• _Given data_
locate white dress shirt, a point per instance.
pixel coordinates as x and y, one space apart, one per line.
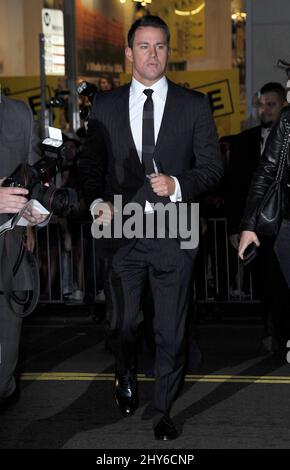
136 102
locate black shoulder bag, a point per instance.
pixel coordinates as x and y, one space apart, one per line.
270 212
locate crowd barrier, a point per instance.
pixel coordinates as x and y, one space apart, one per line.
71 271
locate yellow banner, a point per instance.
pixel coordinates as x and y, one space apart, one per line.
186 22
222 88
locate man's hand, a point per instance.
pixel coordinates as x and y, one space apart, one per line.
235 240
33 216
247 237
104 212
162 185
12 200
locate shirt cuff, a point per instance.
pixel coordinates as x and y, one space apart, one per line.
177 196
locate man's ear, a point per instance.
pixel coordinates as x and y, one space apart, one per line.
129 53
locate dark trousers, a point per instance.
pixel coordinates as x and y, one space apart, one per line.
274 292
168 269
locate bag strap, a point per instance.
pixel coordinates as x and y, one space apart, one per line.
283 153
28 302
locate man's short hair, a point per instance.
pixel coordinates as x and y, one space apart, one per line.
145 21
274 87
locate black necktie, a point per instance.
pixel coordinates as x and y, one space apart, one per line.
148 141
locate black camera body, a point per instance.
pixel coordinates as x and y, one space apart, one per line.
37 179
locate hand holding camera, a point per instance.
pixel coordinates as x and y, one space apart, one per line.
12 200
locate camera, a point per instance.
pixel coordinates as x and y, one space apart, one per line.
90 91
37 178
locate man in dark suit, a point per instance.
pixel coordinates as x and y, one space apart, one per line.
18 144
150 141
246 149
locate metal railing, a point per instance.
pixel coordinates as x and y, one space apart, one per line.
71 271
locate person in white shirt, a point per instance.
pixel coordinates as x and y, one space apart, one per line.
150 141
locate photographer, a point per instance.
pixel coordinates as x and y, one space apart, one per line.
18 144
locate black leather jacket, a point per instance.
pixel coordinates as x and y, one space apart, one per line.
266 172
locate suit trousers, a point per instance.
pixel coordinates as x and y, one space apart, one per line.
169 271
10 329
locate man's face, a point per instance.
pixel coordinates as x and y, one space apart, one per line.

* * *

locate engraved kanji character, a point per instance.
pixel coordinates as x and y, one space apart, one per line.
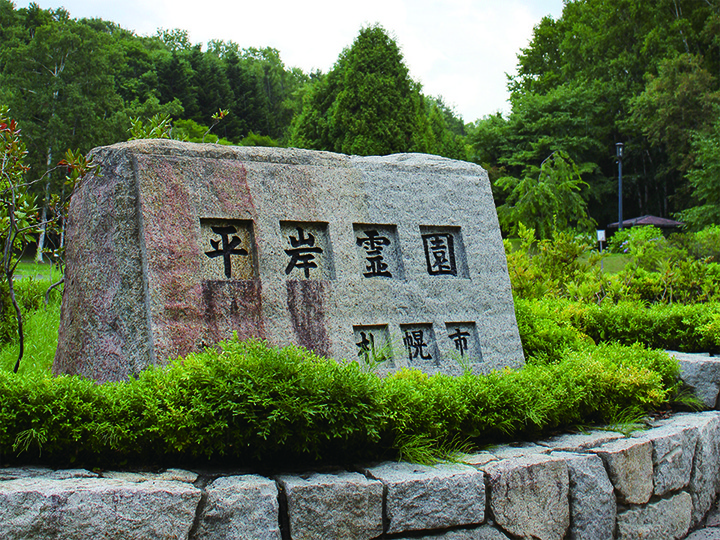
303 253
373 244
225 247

* * *

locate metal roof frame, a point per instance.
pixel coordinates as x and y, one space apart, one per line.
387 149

• _Your objective_
Count the lines in the entries above that contain the word "shirt" and reply with the number alone.

• _Task solution_
3